→ **Text section**
Vintage postage stamp of mailman

Hallelujah! I passed the Post Office test with a gold star and was told to report to the massive Grand Central Station sorting office hidden behind the even more massive Grand Central Station. I quickly learned that working there was noisy, numbing, mindless, repetitive, soul-destroying drudgery. A shift was eight endless hours in a sweatshop under the blare of metal machinery, the glare of fluorescent lights and the stares of angry bosses and suspicious Black women who weren’t best pleased that a White-boy was on their patch. A White-boy who had passed the Post Office test first time. And, without special tutoring!

Sweatshop

I was shown to my letter sorting station where I sat perched on a scoliosis-inducing high stool facing pigeon coops labeled with Zip Codes – 11213, 10751, 10001 etc. Like a touch typist, I was expected to know the Zip Code coop positions by heart, grab letters from the mail trays before me and deftly flick them into the correct coops without looking. Meanwhile, the slave drivers… er, I mean… shift-bosses strode up and down the aisle shouting at me to work faster. I noticed that they never shouted at the obese Black women perched precariously on their high stools with one hand in a mail tray and the other in a bag of potato chips gossiping with the obese Black women on either side. These union-job-for-lifers occasionally tossed a piece of mail in the general direction of the coops. 

mail sorting coops
The rack… er, I mean… the mail sorting coops

Trainees had to raise their hands and request permission to pee and then had to sign in and out of the toilet room. After a few weeks on the job, I was threatened with unpaid suspension for taking too many pee breaks. But, I wasn’t going to pee or to do a line of coke. I was going to splash water on my face to stay awake. I was working the “graveyard shift” – Midnight to 8AM. And, it was pure hell. 

I would finish acting in a play downtown at 10PM then have two hours to kill before punching in at Midnight uptown. So, I’d join the other actors for a few beers and then head to work. I was never drunk but the hour and the alcohol conspired to make staying awake until 8AM a muthafucka. Round about 3AM, I would start fading and start my regular treks to the toilet. 

Zippy Zipcode

Meanwhile back at the pigeon coops… one coop didn’t have a Zip Code. It had a name. That name was Reverend Ike – a Black televangelist who had become very popular in the early 1970s. And, no foolin’, the Good Reverend got so much mail he needed his own Zip Code!

Ike sported the processed hair and wardrobe of a pimp. And, like a pimp, he was all about money. But, he was also intelligent, articulate, witty and (I still believe) genuine. (As an actor, I admire all good public speakers and Ike was one of the best. You can catch his act and his suits on Youtube. Forget Creflo Dollar and all of today’s exponents of the “Gospel of Greed” coz Ike had ’em beat.)  

Reverend Ike
The real Godfather of REAL Soul

Ike’s God wasn’t no welfare God. Ike’s God was a Maserati, mink coat and motorboat God. Ike’s God was The God of Bling.  

I liked Ike.

→ **Exercise requirements**
1. According to the post office memoir, what hours did the "graveyard shift" cover?
2. Carry on the post office memoir from its final line.

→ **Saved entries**
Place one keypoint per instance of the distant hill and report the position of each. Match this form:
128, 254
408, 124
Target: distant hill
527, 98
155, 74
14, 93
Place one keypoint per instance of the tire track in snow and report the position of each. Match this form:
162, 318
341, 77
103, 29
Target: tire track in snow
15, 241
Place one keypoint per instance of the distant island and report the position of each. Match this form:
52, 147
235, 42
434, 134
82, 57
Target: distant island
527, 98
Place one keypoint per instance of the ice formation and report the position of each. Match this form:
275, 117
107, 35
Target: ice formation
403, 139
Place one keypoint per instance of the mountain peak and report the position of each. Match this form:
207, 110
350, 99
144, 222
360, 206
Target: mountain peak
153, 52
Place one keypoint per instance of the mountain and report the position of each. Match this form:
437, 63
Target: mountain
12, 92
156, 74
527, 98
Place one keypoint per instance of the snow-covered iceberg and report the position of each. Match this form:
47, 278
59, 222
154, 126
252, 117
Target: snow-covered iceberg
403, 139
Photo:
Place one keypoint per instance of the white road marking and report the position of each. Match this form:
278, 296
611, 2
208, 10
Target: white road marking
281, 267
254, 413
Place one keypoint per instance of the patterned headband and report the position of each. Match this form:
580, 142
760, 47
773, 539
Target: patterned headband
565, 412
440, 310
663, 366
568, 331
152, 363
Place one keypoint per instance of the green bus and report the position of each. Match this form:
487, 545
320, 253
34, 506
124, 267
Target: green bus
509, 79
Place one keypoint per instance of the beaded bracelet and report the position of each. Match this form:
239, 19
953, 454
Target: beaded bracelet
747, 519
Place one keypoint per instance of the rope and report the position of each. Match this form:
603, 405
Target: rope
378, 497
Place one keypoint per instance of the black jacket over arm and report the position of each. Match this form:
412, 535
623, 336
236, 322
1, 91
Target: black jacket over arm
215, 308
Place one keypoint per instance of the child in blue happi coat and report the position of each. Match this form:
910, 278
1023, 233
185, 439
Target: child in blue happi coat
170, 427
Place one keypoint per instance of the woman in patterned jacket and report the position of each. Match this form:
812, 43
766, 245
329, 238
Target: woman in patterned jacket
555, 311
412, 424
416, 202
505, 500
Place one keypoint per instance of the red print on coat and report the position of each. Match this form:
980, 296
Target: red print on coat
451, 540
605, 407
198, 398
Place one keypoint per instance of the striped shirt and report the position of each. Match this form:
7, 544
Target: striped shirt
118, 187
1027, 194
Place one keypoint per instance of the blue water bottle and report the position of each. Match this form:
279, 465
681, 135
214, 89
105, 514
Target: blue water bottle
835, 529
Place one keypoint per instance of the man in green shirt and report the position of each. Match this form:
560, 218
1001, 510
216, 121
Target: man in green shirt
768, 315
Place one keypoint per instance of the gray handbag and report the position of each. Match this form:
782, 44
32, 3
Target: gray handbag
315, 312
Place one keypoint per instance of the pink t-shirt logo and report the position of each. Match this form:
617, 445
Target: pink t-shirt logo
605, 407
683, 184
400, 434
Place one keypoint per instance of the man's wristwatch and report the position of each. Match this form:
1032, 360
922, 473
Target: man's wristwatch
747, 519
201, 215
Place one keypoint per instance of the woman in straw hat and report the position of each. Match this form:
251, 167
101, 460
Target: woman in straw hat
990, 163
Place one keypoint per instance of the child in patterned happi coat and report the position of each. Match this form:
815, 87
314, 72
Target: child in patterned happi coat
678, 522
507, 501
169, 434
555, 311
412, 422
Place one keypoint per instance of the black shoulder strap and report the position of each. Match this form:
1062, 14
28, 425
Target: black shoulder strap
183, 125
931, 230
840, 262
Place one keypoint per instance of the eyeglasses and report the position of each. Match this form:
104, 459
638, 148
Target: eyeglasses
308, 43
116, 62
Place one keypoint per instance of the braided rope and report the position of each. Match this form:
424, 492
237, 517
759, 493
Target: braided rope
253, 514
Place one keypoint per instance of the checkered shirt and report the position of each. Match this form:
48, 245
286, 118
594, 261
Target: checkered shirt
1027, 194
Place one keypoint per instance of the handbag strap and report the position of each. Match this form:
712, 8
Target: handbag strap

→ **Expected answers**
1. Midnight to 8AM.

2.
I liked him coz he wasn’t a hypocrite. He wasn’t preaching sack cloth and ashes while wearing Armani. He wanted his congregation to wear Armani, too. (Jim and Tammy Bakker later practiced and preached this same holy excess. And, Joel Osteen has become America’s top televangelist with a white bread version of Ike’s message.) But, Ike’s theology wasn’t original. It was a mish-mash of Dale Carnegie, Norman Vincent Peale and Napoleon Hill with a dash of the uber-pimp Iceberg Slim thrown in for good measure! 

Iceberg Slim
The Gospel according to Iceberg Slim

Ike had his congregation hold up and wave dollar bills while intoning, “I want money. I love money. Money is my friend.” He closed his broadcasts with a call for Love Gifts. Those were to be sent in an envelope simply addressed to –

Rev. Ike

Grand Central Station

New York , New York

The envelopes that I sorted into Ike’s coop (and I sorted lots every night!) were written in pencil, in shaky little-old-lady handwriting with many words misspelled and with backward letters. We mail sorters passed around the funnier versions. I envisioned Black little-old-ladies all over America waving their dollar bills at their TVs while intoning “I love money” then sticking the bills in an envelope addressed to “that nice young man” – Rev. Ike.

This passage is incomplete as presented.